## What to work on:
Reproduce the listing from the line that contains "Put a point on every instance of the white" through the end of the listing, replacing "curtain rod" with "curtain rail" and leaving everything else unchanged.

___ Supplied records

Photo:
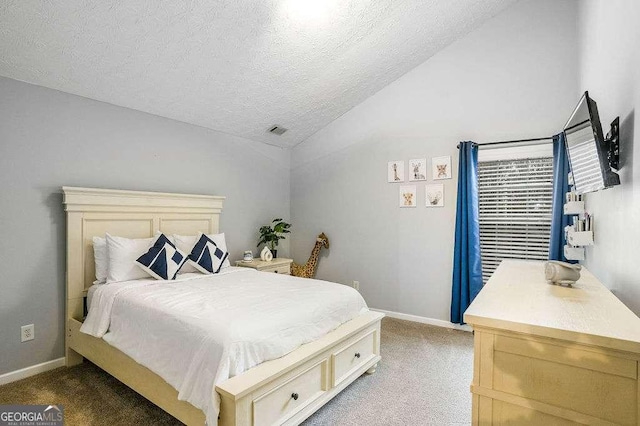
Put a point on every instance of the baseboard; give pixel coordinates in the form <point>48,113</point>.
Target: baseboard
<point>23,373</point>
<point>424,320</point>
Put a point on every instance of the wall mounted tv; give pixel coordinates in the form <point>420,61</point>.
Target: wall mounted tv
<point>591,155</point>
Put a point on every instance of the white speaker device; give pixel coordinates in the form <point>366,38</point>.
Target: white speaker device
<point>557,272</point>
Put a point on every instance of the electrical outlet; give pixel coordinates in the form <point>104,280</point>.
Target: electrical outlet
<point>27,332</point>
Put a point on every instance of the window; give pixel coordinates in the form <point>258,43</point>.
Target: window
<point>515,197</point>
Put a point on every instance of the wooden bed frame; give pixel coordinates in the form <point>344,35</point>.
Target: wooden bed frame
<point>283,391</point>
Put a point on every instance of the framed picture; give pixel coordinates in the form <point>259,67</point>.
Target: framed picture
<point>395,171</point>
<point>417,169</point>
<point>434,195</point>
<point>441,167</point>
<point>408,196</point>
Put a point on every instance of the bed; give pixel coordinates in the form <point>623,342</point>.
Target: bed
<point>285,390</point>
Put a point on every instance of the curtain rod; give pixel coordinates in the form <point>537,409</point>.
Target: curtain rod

______

## Response to the task:
Put a point on every instance of the white speaker device; give pixel coordinates in the form <point>366,38</point>.
Target: white speaker device
<point>557,272</point>
Put a point on every instance of the electrical outlet; give pixel coordinates in the form <point>104,280</point>.
Target: electrical outlet
<point>27,332</point>
Put a point on every instance of the window; give pixel coordinates in the form <point>258,43</point>.
Target: window
<point>515,197</point>
Put a point on every instance of the wooden bed frame; give pixel coordinates in the form <point>344,35</point>.
Target: wooden bed frame
<point>283,391</point>
Put a point on every instance of the framed picture; give pixel coordinates in the form <point>259,67</point>.
Target: framed picture
<point>395,171</point>
<point>417,169</point>
<point>434,195</point>
<point>441,167</point>
<point>408,196</point>
Put a point on every instance of the bed; give pixel coordinates in the form <point>623,342</point>.
Target: bed
<point>285,390</point>
Put a point on every instance of the curtain rail; give pixel coordinates in the form <point>537,409</point>.
Target: curtain rail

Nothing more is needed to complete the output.